The exercise => Your task is to repeat the records exactly from the line containing "Where can the cinder" onward, through the final line.

Input material =>

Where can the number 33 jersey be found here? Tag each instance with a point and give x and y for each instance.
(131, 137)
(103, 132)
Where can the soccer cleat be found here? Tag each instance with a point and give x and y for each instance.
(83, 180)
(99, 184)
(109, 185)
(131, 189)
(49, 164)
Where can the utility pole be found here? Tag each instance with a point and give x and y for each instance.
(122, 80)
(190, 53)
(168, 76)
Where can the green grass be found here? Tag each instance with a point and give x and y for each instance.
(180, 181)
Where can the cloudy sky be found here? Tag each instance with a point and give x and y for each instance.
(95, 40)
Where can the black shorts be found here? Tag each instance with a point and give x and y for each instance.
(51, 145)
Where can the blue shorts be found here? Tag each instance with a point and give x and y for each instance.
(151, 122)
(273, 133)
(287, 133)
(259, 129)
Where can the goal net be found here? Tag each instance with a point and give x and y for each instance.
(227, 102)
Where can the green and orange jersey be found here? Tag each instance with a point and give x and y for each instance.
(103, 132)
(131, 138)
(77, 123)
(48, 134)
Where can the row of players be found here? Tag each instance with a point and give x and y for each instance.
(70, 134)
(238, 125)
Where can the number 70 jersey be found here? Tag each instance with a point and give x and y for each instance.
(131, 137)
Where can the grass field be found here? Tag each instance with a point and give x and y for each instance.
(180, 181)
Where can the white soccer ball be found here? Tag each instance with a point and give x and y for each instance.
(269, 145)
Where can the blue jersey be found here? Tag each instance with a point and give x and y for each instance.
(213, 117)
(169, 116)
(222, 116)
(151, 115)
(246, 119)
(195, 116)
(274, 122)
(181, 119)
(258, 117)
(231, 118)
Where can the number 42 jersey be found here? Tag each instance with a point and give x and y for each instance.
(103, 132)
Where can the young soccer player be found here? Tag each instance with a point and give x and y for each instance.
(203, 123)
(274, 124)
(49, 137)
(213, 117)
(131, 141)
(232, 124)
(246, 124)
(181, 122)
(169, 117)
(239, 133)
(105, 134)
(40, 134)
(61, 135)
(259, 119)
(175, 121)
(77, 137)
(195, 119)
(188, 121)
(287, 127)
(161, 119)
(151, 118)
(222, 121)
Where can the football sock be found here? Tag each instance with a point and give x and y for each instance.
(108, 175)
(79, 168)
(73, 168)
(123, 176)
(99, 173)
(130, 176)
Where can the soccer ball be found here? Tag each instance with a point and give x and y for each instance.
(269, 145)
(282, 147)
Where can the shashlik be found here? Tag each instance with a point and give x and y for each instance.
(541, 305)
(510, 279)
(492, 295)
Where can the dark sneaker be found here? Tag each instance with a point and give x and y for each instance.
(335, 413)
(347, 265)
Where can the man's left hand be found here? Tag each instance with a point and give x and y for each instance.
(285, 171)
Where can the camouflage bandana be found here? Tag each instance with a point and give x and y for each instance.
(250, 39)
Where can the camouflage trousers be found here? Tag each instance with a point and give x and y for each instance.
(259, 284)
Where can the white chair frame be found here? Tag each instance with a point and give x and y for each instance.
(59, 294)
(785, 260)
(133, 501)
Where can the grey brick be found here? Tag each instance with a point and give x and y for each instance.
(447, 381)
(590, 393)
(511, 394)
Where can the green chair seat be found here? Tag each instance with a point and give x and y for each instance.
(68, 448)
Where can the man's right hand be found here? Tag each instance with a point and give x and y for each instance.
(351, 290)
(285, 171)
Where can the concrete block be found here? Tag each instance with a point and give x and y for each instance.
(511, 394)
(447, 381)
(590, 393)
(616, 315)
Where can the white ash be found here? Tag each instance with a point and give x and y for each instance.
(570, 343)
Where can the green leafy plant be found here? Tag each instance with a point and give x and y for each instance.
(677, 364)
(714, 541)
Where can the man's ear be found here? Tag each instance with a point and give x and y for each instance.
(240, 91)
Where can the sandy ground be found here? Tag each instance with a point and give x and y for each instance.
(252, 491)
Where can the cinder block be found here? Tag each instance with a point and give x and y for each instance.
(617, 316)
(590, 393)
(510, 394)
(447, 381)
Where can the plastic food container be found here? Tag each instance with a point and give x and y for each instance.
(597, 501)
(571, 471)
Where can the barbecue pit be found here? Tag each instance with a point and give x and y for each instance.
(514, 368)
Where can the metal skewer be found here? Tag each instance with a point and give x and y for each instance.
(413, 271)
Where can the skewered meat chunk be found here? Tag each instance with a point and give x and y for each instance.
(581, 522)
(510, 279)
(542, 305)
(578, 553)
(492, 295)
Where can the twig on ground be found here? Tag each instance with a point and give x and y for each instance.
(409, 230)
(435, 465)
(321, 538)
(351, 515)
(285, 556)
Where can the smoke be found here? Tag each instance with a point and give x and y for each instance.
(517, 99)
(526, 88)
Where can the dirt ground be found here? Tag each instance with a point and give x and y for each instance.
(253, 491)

Solution to the exercise =>
Where can the cinder block be found here? Tag each instance with a point and give x and y for each instance.
(617, 316)
(590, 393)
(510, 394)
(447, 381)
Where can the plastic food container be found here? Tag each instance with a point and give x and y for each instance.
(597, 501)
(571, 471)
Where can the barbecue pit be found here? Tag each instance with a point and give x and y for each instance.
(514, 368)
Where can the metal skewer be found here? Tag each instance with a point and give x and y for each instance.
(413, 271)
Where can the skewered meat chunk be found here? Tag each instance with a point and give x and y for each instance.
(581, 522)
(510, 279)
(542, 305)
(578, 553)
(492, 295)
Where can the twig on ground be found here? Tag each instance with a point and give x and y for each instance.
(409, 230)
(435, 465)
(321, 538)
(351, 515)
(285, 556)
Where can the smoke be found here? Tag each instance with a point and give x and y for each instance.
(517, 99)
(526, 88)
Where can the dirt ground be found here? Tag each instance with a point and give x and y for each instance.
(253, 491)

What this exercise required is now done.